Work instructions: Extract the lines of the records below exactly as they appear, covering only the part that opens with the line containing "vase and put a dot on each instance?" and closes with the final line of the records, both ends included.

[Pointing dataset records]
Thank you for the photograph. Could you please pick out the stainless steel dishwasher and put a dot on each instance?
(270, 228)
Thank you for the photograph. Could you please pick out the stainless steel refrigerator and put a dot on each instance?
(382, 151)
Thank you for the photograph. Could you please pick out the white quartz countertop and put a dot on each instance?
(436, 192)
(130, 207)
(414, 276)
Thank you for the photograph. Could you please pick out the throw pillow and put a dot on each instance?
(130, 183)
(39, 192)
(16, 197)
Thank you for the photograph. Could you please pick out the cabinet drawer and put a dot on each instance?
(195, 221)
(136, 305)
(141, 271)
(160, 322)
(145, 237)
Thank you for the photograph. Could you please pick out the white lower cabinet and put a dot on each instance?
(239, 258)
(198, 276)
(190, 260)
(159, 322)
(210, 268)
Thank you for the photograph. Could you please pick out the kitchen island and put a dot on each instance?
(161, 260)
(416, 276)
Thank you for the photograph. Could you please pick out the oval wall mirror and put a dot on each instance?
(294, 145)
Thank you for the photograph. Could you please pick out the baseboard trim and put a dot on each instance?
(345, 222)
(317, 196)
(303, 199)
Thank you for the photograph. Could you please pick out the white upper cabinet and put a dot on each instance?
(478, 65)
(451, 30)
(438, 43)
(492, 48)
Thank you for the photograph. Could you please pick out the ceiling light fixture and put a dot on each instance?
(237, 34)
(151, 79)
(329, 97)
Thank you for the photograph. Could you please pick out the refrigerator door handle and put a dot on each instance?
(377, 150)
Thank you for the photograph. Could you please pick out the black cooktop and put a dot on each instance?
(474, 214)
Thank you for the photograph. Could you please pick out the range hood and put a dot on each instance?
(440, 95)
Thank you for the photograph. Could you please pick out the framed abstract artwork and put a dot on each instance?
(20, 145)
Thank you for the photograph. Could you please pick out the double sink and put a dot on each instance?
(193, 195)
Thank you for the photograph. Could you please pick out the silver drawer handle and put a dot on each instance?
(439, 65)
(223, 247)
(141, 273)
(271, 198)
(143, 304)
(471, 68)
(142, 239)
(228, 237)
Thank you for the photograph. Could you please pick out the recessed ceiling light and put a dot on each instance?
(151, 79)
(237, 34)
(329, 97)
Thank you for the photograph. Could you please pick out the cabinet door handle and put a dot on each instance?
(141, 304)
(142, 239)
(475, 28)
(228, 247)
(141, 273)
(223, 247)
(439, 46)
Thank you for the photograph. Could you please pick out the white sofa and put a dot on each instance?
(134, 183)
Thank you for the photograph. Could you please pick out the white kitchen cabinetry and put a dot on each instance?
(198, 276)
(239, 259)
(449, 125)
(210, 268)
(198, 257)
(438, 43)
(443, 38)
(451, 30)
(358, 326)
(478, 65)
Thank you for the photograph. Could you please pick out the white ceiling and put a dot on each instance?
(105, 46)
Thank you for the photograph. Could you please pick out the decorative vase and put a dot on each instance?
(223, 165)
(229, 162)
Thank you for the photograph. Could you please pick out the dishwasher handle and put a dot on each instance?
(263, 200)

Task output:
Thank you for the photograph. Could you please pick out the decorative vase and put a dot on each instance?
(223, 165)
(229, 162)
Thank you for the photograph. Could you please pick out the dishwasher handle and put a dot on each instance?
(263, 200)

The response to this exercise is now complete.